A YOUNG love, two ancient religions ... a woman dying in a pool of her own blood after a very public stoning. This is the modern Iraq, for which we sent our troops to fight.

This is the freedom that exists ... and the reminder of how much more work there is still to be done.

For some, such as Du'a Khalil Aswad, this was the price of the so-called new freedom.

Of course, whether Du'a believed in the new freedom promised by the coalition forces will never be known.

All that we do know is that Du'a, young and in love, tested its limits only to see her new world come up terrifyingly, tragically, short. Her crime was to fall in love with a Sunni boy when her family practised the Yezidi religion, which does not allow marriage outside her faith.

The difference between her murder and the many other "honour" killings that also take place was that Du'a's death was captured by camera phone and sent around the world via the internet.

Never has the old world and new world come together more savagely.

A simple Google search will find the vision on any number of websites but it must come with a warning.

This is no Hollywood production. A woman dies before your eyes.

***

◆ WHAT TO DO ◆
(a) Transcribe the article about Du'a Khalil Aswad word for word, everything from "This is the freedom" down to "together more savagely.".
(b) Resume the article about Du'a Khalil Aswad, carrying it on beyond its final sentence.
The stored data is separate material and is not part of the article about Du'a Khalil Aswad.

◆ Stored data ◆
***

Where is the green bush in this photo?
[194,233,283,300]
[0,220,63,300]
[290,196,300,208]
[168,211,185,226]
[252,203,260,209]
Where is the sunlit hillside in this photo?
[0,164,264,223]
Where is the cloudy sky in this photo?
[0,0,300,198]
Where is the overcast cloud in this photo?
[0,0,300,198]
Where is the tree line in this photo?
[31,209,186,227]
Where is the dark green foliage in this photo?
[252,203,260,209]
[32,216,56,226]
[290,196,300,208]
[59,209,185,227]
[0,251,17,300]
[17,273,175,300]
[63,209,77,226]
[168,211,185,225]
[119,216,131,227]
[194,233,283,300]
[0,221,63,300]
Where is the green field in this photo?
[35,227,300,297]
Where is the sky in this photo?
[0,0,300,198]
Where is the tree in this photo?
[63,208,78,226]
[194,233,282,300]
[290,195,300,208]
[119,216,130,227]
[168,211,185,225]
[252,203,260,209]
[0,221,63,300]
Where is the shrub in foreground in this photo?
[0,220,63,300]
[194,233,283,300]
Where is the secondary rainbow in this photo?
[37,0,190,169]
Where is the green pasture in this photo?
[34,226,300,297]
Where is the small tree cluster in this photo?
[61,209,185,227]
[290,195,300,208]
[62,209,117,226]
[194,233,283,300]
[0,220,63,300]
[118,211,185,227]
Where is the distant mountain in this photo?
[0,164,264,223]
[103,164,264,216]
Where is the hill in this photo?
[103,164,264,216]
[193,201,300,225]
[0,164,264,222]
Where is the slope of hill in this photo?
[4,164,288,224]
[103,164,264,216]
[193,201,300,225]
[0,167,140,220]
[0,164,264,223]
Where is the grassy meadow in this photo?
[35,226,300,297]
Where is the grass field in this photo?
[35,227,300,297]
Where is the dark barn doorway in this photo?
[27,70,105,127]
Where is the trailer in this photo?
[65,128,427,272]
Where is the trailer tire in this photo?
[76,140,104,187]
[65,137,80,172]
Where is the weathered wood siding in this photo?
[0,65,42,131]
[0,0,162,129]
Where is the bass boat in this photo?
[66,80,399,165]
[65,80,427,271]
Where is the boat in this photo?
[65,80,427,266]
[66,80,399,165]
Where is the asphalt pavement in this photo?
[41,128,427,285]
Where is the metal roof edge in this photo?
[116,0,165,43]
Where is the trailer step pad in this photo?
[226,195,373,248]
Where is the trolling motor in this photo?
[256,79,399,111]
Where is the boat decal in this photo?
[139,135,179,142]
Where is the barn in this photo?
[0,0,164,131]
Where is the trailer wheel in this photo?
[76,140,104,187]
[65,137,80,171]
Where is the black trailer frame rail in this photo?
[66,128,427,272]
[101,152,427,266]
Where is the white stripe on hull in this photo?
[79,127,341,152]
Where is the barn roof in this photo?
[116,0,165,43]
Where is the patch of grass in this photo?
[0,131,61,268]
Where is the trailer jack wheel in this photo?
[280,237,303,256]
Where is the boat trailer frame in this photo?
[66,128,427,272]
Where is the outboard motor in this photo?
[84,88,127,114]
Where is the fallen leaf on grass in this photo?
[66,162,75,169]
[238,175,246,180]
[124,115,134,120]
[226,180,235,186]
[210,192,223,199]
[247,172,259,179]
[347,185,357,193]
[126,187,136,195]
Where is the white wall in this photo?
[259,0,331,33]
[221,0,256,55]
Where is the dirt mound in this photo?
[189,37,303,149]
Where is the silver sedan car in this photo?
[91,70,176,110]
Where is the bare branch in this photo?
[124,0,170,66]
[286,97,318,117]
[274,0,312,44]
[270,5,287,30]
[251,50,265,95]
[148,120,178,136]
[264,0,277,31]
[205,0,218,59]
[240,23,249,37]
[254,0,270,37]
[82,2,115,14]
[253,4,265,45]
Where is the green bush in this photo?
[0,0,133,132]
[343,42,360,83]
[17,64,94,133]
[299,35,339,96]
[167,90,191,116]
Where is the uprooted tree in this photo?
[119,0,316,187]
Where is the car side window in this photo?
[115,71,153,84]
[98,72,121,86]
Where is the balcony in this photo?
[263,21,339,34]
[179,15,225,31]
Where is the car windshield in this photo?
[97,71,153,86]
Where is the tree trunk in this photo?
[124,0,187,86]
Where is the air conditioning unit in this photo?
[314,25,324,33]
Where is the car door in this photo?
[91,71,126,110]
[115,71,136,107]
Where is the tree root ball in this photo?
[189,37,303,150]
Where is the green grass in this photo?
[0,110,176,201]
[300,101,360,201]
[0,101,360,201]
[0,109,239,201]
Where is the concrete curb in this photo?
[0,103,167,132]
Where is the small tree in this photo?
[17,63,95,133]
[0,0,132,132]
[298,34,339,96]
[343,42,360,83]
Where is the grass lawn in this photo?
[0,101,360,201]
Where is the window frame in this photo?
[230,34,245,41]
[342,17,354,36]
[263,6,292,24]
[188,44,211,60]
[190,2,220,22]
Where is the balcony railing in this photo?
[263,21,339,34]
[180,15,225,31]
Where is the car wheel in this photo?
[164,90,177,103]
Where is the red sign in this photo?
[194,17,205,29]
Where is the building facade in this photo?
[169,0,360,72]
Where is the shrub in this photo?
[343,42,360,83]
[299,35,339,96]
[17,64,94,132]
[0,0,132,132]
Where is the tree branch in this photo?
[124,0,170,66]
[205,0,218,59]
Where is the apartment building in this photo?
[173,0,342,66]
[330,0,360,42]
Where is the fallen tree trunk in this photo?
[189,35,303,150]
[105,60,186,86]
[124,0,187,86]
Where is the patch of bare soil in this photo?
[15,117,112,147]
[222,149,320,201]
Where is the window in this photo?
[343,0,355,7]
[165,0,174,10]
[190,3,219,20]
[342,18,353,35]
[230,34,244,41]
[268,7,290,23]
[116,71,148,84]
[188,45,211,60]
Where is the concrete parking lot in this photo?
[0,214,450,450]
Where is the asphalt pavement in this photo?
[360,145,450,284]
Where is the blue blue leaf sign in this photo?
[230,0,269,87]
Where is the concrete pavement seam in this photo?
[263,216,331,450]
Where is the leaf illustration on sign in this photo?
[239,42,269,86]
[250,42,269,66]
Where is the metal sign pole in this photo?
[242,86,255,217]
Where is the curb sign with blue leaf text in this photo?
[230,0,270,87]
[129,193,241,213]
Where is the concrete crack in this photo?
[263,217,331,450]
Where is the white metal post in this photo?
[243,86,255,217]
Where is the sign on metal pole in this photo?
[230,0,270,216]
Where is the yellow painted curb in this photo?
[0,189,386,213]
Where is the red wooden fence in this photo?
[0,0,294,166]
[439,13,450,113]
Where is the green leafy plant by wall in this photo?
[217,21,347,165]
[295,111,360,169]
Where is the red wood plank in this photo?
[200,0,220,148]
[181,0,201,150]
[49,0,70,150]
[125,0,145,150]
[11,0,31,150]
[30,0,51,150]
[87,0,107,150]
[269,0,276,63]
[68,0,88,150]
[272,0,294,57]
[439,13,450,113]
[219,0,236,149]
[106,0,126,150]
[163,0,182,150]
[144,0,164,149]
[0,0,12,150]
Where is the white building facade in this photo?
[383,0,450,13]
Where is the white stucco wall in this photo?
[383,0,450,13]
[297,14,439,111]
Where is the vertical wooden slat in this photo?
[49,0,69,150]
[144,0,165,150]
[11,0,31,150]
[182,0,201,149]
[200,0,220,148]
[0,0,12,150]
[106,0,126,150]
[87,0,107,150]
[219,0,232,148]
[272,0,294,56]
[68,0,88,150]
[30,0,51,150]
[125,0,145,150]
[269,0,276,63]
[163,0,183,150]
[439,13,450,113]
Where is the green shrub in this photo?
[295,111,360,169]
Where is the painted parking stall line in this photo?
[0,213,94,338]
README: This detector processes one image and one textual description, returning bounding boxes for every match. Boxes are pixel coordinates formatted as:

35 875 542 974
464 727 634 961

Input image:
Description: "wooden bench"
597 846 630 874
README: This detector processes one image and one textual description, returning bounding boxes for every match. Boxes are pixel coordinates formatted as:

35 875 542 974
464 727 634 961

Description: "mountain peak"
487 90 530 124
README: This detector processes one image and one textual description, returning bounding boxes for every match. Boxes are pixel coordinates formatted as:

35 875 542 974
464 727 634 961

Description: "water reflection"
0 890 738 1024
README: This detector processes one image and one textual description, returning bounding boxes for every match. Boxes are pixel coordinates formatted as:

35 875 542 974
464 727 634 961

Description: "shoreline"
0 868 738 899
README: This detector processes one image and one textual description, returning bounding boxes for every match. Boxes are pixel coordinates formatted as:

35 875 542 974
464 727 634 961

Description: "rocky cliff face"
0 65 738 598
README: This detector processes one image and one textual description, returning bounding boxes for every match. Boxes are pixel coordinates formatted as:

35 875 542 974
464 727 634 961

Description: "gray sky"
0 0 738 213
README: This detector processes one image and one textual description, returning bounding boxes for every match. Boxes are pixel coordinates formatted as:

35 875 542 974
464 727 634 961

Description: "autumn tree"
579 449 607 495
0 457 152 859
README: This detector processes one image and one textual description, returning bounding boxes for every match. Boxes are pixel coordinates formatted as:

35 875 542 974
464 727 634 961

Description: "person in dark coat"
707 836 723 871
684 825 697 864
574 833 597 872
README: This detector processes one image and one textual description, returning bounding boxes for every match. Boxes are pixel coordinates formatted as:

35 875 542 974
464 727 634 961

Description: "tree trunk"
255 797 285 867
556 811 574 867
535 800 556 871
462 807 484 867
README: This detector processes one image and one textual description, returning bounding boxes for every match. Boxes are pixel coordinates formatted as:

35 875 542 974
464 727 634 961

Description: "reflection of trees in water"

***

◆ ANSWERS TO THE TASKS ◆
(a)
This is the freedom that exists ... and the reminder of how much more work there is still to be done.

For some, such as Du'a Khalil Aswad, this was the price of the so-called new freedom.

Of course, whether Du'a believed in the new freedom promised by the coalition forces will never be known.

All that we do know is that Du'a, young and in love, tested its limits only to see her new world come up terrifyingly, tragically, short. Her crime was to fall in love with a Sunni boy when her family practised the Yezidi religion, which does not allow marriage outside her faith.

The difference between her murder and the many other "honour" killings that also take place was that Du'a's death was captured by camera phone and sent around the world via the internet.

Never has the old world and new world come together more savagely.

(b)
The blurred vision shows a crazed mob, jostling and crowing and jockeying for position, the cameraman struggling past the thousand-odd men who waited for Du'a to be dragged from the house of a tribal leader in a headlock so they could begin the killing.

More than anything the men are excited, which is as sickening to write as it is to accept.

In the mad scramble the cameraman finally gets close to Du'a, by which time she is already on the ground, her body sagging and struggling to stay strong.

Stones rain down on her. Her screams can be heard.

One stone, the size of a good Bessa brick, is catapulted with full force into her body.

As she tries to protect herself Du'a's hair is matted and strewn across her face. Again she screams.

To complete the shame somebody has ripped off her skirt, another man kicks her in the crotch.

For 30 minutes this goes on, until finally a stone knocks her unconscious and a deep, dark blood stream begins to run across the earth.

Du'a is dead.

This young woman, just 17 years old and whose crime was to fall in love, is now lost from this world forever.

If this is upsetting, then apologies. But this is the reality of our world, far from political spin, far from the lies of this "peaceful religion" we are force fed whenever racial tensions rise up.

It is abhorrent at every level. It must be stopped.

Du'a and her boyfriend, whose identity is still not known, had a plan to run away together.

Clearly aware that theirs was a forbidden love, it is uncertain whether their plan to elope was a result of having asked permission to marry and been denied or whether they planned it anyway, knowing how the answer would fall.

Regardless, they fled to Bashika but were betrayed by Du'a's family, whose "honour" had been besmirched.

They needed to cleanse the family and could do so only with Du'a's death.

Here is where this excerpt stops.